Items from a dataset:
=== Section Start ===

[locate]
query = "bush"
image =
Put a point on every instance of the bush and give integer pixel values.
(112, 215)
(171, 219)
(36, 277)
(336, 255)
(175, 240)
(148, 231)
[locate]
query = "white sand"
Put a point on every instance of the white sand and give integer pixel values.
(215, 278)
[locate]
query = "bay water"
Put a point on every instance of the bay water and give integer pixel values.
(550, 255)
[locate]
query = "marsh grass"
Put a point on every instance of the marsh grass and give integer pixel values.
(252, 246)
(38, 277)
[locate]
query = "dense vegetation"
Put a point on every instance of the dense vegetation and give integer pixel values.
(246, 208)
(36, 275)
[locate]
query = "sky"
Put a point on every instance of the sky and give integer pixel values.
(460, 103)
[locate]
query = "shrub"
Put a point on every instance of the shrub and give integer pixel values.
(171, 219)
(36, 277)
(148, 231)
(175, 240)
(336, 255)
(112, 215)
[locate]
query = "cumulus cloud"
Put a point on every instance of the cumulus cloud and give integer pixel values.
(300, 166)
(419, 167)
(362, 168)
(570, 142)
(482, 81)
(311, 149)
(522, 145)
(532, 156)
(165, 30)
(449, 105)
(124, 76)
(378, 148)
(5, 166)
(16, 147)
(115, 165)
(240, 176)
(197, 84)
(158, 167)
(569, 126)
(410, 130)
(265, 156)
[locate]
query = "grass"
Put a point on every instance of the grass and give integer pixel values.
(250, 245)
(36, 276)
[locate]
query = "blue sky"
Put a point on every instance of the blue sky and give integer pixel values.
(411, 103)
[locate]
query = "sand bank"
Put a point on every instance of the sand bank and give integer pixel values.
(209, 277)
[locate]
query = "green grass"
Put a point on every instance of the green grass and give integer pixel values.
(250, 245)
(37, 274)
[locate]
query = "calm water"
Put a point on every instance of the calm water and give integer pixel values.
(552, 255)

=== Section End ===

— Aim of the task —
Reproduce all of the records exactly.

— Exercise response —
[locate]
query = "bush"
image =
Put a point on every instance of the bush and give integer pixel values.
(112, 215)
(171, 219)
(36, 277)
(336, 255)
(175, 240)
(148, 231)
[locate]
query = "white sand"
Put a point on every instance of the white sand and give integer pixel values.
(215, 278)
[locate]
query = "bay water"
Put a point on every instance of the bay water and give integer pixel values.
(550, 255)
[locate]
query = "marsh grass"
Put a point on every instance of the marsh grass and give integer pixel values.
(252, 246)
(38, 277)
[locate]
query = "dense vegetation"
Put a point on every instance of the dense vegetation and give integer pixel values.
(246, 208)
(36, 275)
[locate]
query = "sky"
Put a point on every instance of the sky and give integer pixel values.
(460, 103)
[locate]
query = "shrub"
Put a point on every instance of the shrub and give integer pixel values.
(171, 219)
(36, 277)
(148, 231)
(175, 240)
(336, 255)
(112, 215)
[locate]
query = "cumulus cloud"
Put a point on every instance of the cumulus cloud and give integer pixel values.
(300, 166)
(419, 167)
(362, 168)
(570, 142)
(482, 81)
(311, 149)
(522, 145)
(532, 156)
(165, 30)
(449, 105)
(124, 76)
(378, 148)
(5, 166)
(16, 147)
(115, 165)
(240, 176)
(197, 84)
(158, 167)
(569, 126)
(410, 130)
(265, 156)
[locate]
query = "grass"
Put a point on every instance of the grass and give integer pixel values.
(250, 245)
(36, 276)
[locate]
query = "blue sky"
Put a point on every instance of the blue sky and give integer pixel values.
(411, 103)
[locate]
query = "sand bank"
Put a point on every instance of the sand bank and give integer pixel values.
(209, 277)
[locate]
query = "green grass"
Put a point on every instance of the green grass and give integer pixel values.
(250, 245)
(37, 274)
[locate]
query = "calm water"
Put a point on every instance of the calm water and give integer pixel values.
(552, 255)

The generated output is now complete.